2. Le 13 mars 2008 à 13:29, par dhalber DD En réponse à : La Norme sans la Force, de Zaki Laïdi
« (...) l’Union européenne ne s’oriente pas vers la construction d’un super-État-nation. »
Certes pas un « état-nation » ( enlevons ces traditionnelles et ridicules majuscules SVP), super ou non, selon les critères obsolètes utilisés habituellement en la matière. Même Zaki Laïdi semble ne pas prendre conscience de la rupture intellectuelle et politique que constitue l’irruption dans l’histoire de l’aventure européenne, espèce radicalement à part.
Etat, super-état, pas état ? La question n’est pas là. Car c’est la notion même d’état, sa définition, qui est en cause. Quelque chose de radicalement nouveau s’est mis en branle depuis 50 ans et personne n’en tire de conclusion. Là est le vrai malaise. Il y a un vide intellectuel dans la pensée politique de base.
● ● ● ● ●
• Actions demandées:
- a) Relevez, dans l'ordre, toutes les phrases qui composent le dernier paragraphe du commentaire.
- b) Recopiez le passage du commentaire situé entre « Etat, super-état, pas » et « politique de base. », ces deux extrémités comprises.

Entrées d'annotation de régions
● ● ● ● ●
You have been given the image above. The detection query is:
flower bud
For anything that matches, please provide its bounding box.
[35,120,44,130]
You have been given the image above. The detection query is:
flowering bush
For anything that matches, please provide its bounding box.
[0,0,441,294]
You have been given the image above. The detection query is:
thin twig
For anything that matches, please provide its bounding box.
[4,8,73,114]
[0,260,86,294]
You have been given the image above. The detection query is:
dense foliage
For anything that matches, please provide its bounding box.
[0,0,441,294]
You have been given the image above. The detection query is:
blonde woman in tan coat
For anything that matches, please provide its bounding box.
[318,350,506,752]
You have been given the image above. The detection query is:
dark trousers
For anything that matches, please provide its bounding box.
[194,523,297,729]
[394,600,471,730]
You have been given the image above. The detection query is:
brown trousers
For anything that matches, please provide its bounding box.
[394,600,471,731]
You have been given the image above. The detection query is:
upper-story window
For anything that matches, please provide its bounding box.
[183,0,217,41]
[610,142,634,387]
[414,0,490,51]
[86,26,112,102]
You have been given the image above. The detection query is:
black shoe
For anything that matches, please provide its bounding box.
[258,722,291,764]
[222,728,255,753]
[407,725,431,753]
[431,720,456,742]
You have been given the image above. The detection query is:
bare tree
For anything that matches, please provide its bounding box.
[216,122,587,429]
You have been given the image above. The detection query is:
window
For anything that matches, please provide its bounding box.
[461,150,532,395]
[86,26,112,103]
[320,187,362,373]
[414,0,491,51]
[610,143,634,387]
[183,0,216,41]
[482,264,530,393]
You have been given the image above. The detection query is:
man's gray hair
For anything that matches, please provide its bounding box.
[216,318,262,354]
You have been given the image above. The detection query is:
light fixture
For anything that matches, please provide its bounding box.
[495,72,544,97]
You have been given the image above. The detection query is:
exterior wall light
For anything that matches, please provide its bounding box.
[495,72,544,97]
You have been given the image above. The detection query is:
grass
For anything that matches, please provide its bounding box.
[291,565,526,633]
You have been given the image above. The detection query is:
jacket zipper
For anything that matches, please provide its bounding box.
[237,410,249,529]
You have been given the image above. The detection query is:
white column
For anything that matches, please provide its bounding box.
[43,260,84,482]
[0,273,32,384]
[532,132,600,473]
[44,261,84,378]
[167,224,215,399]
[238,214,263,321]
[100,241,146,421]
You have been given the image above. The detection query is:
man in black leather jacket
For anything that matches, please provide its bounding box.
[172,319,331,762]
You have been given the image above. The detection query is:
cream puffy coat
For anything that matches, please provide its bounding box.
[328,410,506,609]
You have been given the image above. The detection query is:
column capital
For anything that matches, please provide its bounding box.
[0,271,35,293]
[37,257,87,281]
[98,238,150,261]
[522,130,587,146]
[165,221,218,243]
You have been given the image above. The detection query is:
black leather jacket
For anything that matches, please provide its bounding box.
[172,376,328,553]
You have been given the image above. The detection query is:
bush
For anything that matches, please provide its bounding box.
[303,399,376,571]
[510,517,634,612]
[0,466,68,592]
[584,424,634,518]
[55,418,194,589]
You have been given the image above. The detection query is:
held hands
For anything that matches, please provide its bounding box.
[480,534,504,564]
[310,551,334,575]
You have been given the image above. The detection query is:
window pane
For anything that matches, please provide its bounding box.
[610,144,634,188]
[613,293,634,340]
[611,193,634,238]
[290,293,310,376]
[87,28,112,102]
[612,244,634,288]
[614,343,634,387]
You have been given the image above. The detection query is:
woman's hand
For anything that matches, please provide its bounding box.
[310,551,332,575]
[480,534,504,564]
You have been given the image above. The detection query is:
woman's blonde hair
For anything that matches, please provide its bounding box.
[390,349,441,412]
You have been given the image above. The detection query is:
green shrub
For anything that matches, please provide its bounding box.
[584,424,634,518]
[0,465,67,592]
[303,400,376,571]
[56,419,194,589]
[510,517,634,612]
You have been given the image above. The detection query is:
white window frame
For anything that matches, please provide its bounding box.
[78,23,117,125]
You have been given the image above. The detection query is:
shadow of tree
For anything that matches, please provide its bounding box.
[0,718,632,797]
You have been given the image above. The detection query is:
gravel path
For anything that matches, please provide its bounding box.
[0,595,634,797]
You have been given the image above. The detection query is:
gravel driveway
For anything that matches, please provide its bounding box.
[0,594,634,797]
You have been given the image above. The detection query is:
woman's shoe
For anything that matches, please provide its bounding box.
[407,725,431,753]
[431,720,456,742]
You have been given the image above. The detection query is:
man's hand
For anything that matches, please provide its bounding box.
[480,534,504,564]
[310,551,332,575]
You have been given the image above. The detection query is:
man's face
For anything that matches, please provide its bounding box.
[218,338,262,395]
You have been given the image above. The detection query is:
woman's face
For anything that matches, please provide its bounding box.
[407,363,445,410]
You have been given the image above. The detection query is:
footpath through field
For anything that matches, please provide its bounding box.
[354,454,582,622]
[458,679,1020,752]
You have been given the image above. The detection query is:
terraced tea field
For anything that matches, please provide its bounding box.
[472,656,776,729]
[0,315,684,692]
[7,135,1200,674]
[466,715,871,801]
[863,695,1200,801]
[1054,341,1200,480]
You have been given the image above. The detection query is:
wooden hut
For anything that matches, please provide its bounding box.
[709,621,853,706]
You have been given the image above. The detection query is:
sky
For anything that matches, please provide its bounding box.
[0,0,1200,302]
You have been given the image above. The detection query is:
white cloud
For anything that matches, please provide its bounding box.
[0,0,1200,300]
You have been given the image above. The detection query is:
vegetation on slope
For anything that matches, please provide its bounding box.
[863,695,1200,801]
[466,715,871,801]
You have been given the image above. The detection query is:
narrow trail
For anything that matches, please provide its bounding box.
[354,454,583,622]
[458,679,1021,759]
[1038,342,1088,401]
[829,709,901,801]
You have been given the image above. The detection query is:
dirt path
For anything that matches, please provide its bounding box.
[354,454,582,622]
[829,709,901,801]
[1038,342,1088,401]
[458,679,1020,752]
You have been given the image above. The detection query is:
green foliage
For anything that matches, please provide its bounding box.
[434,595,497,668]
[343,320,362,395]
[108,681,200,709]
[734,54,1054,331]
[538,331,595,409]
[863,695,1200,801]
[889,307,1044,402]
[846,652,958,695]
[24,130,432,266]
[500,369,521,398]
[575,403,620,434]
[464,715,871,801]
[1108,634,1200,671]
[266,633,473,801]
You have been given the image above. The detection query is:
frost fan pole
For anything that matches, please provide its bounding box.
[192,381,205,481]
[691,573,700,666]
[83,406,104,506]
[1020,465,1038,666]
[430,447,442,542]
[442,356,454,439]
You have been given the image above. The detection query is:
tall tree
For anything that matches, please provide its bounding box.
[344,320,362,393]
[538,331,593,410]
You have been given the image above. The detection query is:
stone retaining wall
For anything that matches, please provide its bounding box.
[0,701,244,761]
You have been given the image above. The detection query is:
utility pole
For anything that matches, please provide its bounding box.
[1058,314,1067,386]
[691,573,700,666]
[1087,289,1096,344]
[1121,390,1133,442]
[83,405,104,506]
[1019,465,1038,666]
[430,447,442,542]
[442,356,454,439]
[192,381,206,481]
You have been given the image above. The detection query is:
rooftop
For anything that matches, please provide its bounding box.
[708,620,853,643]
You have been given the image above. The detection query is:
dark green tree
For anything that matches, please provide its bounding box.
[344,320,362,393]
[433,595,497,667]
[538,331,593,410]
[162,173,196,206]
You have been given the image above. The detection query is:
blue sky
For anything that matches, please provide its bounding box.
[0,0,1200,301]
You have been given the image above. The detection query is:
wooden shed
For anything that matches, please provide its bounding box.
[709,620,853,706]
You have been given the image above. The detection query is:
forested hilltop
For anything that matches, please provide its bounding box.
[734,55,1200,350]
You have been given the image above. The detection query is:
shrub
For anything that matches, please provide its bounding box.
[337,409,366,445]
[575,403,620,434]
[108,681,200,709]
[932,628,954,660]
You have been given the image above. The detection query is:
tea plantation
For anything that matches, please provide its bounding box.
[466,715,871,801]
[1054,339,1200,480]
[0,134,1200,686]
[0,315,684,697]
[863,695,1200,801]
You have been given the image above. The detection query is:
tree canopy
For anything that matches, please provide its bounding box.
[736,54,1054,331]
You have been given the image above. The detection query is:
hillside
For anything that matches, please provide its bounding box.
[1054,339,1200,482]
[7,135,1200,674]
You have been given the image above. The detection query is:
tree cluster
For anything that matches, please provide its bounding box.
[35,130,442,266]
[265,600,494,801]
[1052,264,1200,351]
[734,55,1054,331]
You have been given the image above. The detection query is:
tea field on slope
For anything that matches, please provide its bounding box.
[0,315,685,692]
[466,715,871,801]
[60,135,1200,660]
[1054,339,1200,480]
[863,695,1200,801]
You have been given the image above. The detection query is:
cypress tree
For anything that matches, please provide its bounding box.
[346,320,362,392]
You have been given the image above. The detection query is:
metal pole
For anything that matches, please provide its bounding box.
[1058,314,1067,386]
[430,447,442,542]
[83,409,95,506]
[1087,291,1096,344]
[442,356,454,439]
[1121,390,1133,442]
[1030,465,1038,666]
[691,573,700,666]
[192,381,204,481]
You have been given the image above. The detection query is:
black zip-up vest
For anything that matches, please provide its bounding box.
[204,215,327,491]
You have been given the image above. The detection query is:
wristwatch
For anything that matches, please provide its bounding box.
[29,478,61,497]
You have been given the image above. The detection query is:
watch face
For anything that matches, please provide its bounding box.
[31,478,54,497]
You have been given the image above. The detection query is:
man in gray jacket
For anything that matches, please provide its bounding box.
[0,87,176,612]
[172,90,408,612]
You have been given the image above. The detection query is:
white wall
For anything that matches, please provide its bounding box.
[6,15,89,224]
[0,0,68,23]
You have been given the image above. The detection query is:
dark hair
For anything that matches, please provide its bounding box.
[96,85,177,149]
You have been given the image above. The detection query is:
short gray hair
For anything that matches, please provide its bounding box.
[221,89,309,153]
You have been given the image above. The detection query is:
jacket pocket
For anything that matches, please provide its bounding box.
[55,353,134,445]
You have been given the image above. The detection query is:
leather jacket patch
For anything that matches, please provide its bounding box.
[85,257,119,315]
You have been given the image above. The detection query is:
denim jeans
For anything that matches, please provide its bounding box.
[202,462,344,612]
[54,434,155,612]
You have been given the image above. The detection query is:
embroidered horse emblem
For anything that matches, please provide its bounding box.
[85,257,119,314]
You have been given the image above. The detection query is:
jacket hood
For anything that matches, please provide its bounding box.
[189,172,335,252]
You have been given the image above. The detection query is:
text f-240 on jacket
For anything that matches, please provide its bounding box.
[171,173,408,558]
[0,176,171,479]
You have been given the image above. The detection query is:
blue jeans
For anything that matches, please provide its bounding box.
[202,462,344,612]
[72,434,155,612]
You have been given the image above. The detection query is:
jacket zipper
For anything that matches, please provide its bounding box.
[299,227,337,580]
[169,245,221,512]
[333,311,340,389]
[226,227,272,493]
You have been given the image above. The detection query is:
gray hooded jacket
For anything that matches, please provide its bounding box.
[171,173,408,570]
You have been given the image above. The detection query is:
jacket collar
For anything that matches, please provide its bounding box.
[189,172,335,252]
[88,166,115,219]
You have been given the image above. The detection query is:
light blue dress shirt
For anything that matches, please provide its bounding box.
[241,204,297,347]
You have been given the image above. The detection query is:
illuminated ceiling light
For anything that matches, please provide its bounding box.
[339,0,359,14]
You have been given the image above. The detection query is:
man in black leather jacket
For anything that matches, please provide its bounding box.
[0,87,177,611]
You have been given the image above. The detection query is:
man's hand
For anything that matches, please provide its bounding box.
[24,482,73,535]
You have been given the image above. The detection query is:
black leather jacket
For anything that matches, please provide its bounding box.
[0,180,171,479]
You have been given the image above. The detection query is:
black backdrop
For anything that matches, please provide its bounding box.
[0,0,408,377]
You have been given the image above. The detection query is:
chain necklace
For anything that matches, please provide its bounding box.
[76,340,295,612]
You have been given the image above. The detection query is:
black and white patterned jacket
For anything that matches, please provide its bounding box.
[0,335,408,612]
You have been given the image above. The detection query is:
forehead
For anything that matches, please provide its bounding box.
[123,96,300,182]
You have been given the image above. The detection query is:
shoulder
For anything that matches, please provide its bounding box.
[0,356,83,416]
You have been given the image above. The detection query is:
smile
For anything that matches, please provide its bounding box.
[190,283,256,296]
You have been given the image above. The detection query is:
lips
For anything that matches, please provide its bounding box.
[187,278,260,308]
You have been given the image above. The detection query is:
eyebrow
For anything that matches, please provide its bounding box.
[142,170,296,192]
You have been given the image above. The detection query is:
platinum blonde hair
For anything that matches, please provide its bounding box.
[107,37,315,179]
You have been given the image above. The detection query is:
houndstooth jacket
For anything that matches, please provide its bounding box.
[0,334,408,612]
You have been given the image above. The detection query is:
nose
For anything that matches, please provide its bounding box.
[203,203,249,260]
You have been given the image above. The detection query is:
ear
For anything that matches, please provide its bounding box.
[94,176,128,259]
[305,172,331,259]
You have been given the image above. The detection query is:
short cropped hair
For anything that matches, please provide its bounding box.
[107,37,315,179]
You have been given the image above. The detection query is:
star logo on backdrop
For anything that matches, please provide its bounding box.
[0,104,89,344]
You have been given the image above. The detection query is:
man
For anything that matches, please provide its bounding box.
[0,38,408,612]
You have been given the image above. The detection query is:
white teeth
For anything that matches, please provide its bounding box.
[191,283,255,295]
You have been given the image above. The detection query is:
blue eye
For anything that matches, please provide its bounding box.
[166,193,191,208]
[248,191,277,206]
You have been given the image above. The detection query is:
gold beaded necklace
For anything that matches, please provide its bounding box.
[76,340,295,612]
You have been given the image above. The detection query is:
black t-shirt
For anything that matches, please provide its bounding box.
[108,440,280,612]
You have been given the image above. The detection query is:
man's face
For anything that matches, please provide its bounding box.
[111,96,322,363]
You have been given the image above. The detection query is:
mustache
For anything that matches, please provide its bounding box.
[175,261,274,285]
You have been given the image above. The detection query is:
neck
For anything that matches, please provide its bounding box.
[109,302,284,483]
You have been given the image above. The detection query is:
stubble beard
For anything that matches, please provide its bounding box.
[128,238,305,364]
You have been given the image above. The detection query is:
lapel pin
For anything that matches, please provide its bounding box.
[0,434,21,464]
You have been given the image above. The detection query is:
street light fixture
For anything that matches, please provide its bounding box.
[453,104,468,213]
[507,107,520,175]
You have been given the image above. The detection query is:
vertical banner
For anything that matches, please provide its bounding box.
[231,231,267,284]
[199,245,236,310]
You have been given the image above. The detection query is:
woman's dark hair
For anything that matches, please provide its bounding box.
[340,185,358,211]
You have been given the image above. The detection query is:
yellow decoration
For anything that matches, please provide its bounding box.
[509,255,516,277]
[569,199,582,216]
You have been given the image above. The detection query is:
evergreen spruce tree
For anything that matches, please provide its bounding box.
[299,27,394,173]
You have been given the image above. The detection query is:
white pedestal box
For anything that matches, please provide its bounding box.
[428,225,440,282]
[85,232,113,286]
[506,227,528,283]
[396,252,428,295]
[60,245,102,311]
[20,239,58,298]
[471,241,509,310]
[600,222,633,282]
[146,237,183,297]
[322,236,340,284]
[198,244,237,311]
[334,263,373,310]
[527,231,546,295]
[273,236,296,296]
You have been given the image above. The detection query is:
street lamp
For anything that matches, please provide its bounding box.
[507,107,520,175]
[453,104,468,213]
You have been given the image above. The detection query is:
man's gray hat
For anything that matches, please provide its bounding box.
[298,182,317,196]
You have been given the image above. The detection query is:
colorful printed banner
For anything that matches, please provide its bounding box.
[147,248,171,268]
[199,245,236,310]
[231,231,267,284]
● ● ● ● ●
• Réponses attendues:
- a)
- Etat, super-état, pas état ?
- La question n'est pas là.
- Car c'est la notion même d'état, sa définition, qui est en cause.
- Quelque chose de radicalement nouveau s'est mis en branle depuis 50 ans et personne n'en tire de conclusion.
- Là est le vrai malaise.
- Il y a un vide intellectuel dans la pensée politique de base.

- b)
Etat, super-état, pas état ? La question n’est pas là. Car c’est la notion même d’état, sa définition, qui est en cause. Quelque chose de radicalement nouveau s’est mis en branle depuis 50 ans et personne n’en tire de conclusion. Là est le vrai malaise. Il y a un vide intellectuel dans la pensée politique de base.